*Records from a data collection*:
## begin
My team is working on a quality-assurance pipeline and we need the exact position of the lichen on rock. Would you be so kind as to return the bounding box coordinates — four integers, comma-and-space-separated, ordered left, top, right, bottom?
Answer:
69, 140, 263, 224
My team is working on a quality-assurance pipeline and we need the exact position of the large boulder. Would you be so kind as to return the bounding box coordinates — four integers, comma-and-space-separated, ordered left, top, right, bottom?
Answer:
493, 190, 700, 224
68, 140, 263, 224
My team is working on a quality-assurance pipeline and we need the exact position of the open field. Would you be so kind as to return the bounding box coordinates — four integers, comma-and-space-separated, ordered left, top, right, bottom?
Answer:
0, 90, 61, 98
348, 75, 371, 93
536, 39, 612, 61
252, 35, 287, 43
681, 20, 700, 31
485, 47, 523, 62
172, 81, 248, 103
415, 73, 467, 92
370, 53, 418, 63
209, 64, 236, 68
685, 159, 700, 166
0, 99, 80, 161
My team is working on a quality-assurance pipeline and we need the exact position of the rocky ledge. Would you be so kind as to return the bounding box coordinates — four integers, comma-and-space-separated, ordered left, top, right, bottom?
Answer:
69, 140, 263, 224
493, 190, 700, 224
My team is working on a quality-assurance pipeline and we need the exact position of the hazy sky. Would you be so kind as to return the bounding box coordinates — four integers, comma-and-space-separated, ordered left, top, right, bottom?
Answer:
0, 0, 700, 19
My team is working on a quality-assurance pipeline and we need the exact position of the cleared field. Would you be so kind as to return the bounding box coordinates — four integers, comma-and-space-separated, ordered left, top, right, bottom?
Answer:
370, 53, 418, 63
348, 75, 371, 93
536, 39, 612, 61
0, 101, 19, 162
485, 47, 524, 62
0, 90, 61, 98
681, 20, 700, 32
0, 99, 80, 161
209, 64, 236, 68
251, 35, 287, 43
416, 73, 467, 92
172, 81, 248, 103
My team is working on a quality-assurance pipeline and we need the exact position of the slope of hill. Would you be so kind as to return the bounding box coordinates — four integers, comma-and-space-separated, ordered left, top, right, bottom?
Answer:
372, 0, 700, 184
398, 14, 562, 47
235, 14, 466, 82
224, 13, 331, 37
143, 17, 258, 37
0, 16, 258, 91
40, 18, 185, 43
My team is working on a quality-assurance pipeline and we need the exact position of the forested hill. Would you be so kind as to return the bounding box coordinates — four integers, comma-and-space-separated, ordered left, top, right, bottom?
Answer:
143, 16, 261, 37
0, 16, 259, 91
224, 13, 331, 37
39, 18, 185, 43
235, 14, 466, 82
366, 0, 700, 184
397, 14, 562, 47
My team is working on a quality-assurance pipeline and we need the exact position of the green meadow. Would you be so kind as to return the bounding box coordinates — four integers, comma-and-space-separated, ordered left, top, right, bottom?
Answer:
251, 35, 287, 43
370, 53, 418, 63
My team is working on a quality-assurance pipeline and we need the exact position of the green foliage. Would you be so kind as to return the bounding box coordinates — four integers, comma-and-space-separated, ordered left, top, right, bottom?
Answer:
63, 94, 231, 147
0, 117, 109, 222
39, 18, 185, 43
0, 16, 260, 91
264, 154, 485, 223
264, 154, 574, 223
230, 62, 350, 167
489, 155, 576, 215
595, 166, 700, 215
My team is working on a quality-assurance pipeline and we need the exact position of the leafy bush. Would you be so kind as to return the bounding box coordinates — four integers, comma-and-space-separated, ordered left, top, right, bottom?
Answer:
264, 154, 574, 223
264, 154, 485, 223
## end
Please pull out every line from the one containing "of the hazy" down to the one containing "0, 0, 700, 19", both included, and reproduce them without any change.

My team is working on a quality-assurance pipeline and we need the exact position of the hazy sky. Would you be so kind as to return the bounding box coordinates — four integers, comma-and-space-separated, ordered left, top, right, bottom?
Answer:
0, 0, 700, 19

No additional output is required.